(Entries on locating named things)
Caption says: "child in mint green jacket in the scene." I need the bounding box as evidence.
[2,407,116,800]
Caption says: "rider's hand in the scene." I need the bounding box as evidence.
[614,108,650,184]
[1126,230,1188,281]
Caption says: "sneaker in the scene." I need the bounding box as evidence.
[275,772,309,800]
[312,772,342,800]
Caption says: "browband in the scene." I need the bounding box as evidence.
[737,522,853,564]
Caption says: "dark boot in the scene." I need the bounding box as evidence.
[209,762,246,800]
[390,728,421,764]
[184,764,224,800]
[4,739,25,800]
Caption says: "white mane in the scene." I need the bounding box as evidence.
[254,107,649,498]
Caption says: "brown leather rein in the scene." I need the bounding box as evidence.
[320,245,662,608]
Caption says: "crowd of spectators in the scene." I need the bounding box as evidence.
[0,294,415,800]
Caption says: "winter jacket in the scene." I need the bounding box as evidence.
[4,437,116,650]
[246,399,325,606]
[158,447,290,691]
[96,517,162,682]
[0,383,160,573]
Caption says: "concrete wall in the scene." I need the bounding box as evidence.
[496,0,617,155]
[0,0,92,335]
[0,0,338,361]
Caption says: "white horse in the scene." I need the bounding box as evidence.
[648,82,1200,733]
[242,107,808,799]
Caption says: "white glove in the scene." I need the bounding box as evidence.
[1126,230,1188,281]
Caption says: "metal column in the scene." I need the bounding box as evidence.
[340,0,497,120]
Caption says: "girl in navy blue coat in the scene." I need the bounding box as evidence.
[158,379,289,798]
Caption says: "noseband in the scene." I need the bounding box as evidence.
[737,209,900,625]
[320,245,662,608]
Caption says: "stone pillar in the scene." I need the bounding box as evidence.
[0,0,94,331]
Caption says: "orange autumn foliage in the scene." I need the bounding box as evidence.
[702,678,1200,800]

Required work
Lay out all of the items above as a Markdown table with the columns Row and Line, giving each line its own numbered row and leaving out any blank lines.

Answer to the task
| Row | Line |
|---|---|
| 1 | Caption says: "child in mint green jacket in the scene." I need the bounding box as evidence. |
| 2 | [2,407,116,800] |
| 3 | Caption says: "rider's hand in the scene." I need the bounding box as evidence. |
| 4 | [614,108,650,184] |
| 5 | [1126,230,1188,281] |
| 6 | Caption says: "sneaker in the scene." I need the bounding box as evidence. |
| 7 | [275,772,309,800] |
| 8 | [312,772,342,800] |
| 9 | Caption says: "browband in the scene." I need the bounding box as evidence. |
| 10 | [737,522,853,564] |
| 11 | Caption says: "dark boot in the scene." I need the bounding box as evidence. |
| 12 | [209,762,246,800] |
| 13 | [390,728,421,764] |
| 14 | [184,764,224,800] |
| 15 | [4,739,25,800] |
| 16 | Caption says: "white mane in the scene." I need the bounding box as evidence. |
| 17 | [254,107,649,498] |
| 18 | Caption says: "brown leather rein in the scene." I need the bounding box as evidence. |
| 19 | [320,245,662,608] |
| 20 | Caption says: "crowd of spectators in the scene." I need the bounding box as evidence. |
| 21 | [0,294,415,800] |
| 22 | Caption says: "winter jacket in the scene." I need the bounding box as evidence. |
| 23 | [4,437,116,650] |
| 24 | [246,399,325,606] |
| 25 | [158,447,290,691] |
| 26 | [96,517,162,682] |
| 27 | [0,383,160,573] |
| 28 | Caption says: "concrete wall in the scene." I need the bounding box as evidence. |
| 29 | [496,0,617,155] |
| 30 | [0,0,92,335] |
| 31 | [0,0,338,361] |
| 32 | Caption says: "white horse in the scene." I need the bounding box as evidence. |
| 33 | [648,82,1200,733] |
| 34 | [242,107,808,799] |
| 35 | Caption says: "white glove in the scene." I need the bounding box as evidence. |
| 36 | [1126,230,1188,281] |
| 37 | Caption says: "metal column in the scene." I need the bounding box as evidence. |
| 38 | [340,0,497,120] |
| 39 | Caption says: "girl in navy blue coat in the scene." I need the bounding box as evidence. |
| 40 | [158,379,289,798] |
| 41 | Caption says: "noseband in the scene." I need the bounding box as evidence. |
| 42 | [737,209,900,625] |
| 43 | [320,245,662,608] |
| 44 | Caption says: "stone pillar in the scene." I need the bounding box as evidence. |
| 45 | [0,0,94,331] |
| 46 | Caption says: "orange autumn foliage in the scene." I need the bounding box as evidence. |
| 47 | [702,678,1200,800] |